──────── KUTIPAN TEKS

Bagi Plato, orang yang adil akan merasakan
akibat keadilannya pada setiap momen hidupnya. Dia dapat tidur dengan nyenyak
ketika di rumah dan dapat berinteraksi dengan nyaman dengan orang-orang. Semua
ini berangkat dari keluhuran jiwa. Jiwa yang tenag menyebabkan dia jujur. Jiwa
yang tenang pula yang membuatnya nyenyak beristirahat dan nyaman berinteraksi.
(Menjadi sebab dan akibat hanya pada tataran realitas: jujur (sebab) dan nyaman
(akibat). Atau keluhuran jiwa (sebab) dan kejujuran (akibat). Kausalitas hanya
perspektif.
Dalam pandangan Plato,
pendidikan bukanlah sebatas pengujian antara tahu dengan tidak tahu. Sebab
sistem seperti ini adalah sikap anjing: Anjing akan baik pada yang dia tahu,
dia kenal, sekalipun tidak pernah berbuat baik padanya. Sebaliknya anjing akan
jahat pada yang tidak dia tahu, tidak dia kenal, sekalipun orang itu adalah
orang baik dan akan berbuat baik padanya. (Plato, h. 84) Lembaga
pendidikan harus intens menyensor, mengawasi dan mengontrol buku ajar dan
pengajar supaya selalu sesuai dengan prinsip idiologi negara yang tentunya
harus berlandaskan pada pengembangan jiwa.
Pada akhir buku kedua Republik, Plato mengemukakan kritik
terhadap cara pandang manusia dalam melihat hubungan antara kerja Tuhan dengan
manusia. Dia melontarkan sindiran-sindiran dalam melontarkan kitiknya.
Menurutnya sangat banyak dongeng tentang Tuhan yang tidak hanya tidak
masuk akal tetapi merugikan bila diceritakan terutama pada anak-anak.
Pada bagian awal
buku ketiga Republik, Plato
mengatakan beberapa karya sastra tertentu perlu dihindari. Ada karya yang
mendoktrinkan sikap berserah diri kepada musuh dan menerima perbudakan daripada
memilih jalan melawan dan mati sia-sia. Sebab kehidupan setelah mati jauh lebih
menyakitkan daripada kekejaman paling parah yang dialami di dunia. Menurut
Plato, doktrin ini sangat berbahaya karena menerima pembudakan adalah sikap
yang tidak dapat diterima manusia. Menurutnya mati dengan terhormat dalam
perjuangan jauh lebih mulia daripada menjadi budak.
Plato
mempertanyakan keahlian tertentu yang dimiliki seseorang adalah menyatu dengan
jiwanya ataukah dia ahli karena hanya berlakon atau pantomim. Hal ini sangat
penting karena hasil dari suatu usaha, tidak hanya perlu ditinjau dari segi
tampilan atau aksidennya tetapi yang lebih penting adalah kualitas yang lebih
mementingkan substansi.

────────────────
──────── DATA HASIL EKSTRAKSI

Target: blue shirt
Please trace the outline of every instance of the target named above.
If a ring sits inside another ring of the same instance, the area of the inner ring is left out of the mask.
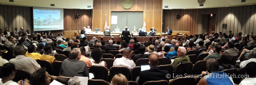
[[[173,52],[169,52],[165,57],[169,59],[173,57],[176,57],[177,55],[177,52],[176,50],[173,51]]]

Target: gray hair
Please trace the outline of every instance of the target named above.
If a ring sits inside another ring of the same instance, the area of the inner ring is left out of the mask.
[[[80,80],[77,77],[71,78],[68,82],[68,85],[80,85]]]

────────────────
──────── DATA HASIL EKSTRAKSI

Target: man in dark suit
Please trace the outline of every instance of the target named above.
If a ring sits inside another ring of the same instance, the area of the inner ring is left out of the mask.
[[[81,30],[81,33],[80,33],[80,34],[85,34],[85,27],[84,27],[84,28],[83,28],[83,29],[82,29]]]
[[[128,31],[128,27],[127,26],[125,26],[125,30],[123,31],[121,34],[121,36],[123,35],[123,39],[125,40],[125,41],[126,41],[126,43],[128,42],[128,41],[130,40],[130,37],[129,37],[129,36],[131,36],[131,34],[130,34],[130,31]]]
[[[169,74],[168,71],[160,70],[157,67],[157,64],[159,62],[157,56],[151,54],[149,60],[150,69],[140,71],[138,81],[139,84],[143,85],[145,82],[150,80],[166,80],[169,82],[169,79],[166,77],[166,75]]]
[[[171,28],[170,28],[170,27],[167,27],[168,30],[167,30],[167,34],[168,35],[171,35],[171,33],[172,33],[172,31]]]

────────────────

PETUNJUK LATIHAN ->
1. Tolong jawab pertanyaan berikut berdasarkan kutipan tentang Plato.
(a) Menurut Plato, apa yang harus disensor, diawasi, dan dikontrol oleh lembaga pendidikan?
(b) Di bagian mana dalam Republik Plato mengkritik cara pandang manusia tentang hubungan antara kerja Tuhan dan manusia?
(c) Menurut Plato, apa yang jauh lebih mulia daripada menjadi budak?
2. Tulis lanjutan kutipan tentang Plato, mulai setelah kalimat terakhirnya.

JAWABAN TIAP SOAL ->
1.
(a) Buku ajar dan pengajar.
(b) Pada akhir buku kedua Republik.
(c) Mati dengan terhormat dalam perjuangan.

2.
Pikiran-pikiran
praktis dan tindakan selalu harus diekspesikan seuai dengan irama masyarakat
sebab mereka tidak dapat terlaksana bila bertentangan dengan irama yang sedang
berlaku. Ini bukan berarti hanya menjadi pelengkap atau lenyap dalam sebuah
orkes. Tetapi ini merupakan satu-satunya jalan yang dijadikan langkah awal
menuju perubahan. Masyarakat tidak akan manggut kepada alien.
Seperti emas yang
hanya bisa dibuktikan kemurniannya di atas tungku api, demikian juga seorang
pemuda perlu diuji dengan beberapa cara supaya dapat mengetahui bahwa dia
adalah seorang yang benar-benar tangguh.
Pandangan Plato tentang persoalan-persoalan sosial tidak memiliki
banyak perbedaan dengan muridnya, Aristiteles. Perbedaan mendasar Plato dengan
muridnya adalah pembalikan konsep ide Plato. Bagi Aristoteles, yang ril
bukanlah alam ide tetapi yang ada pada realitas inderawi. Pandangan inilah yang
membuatnya menjadi filosof yang palig berpengaruh dalam bidang logika.
3.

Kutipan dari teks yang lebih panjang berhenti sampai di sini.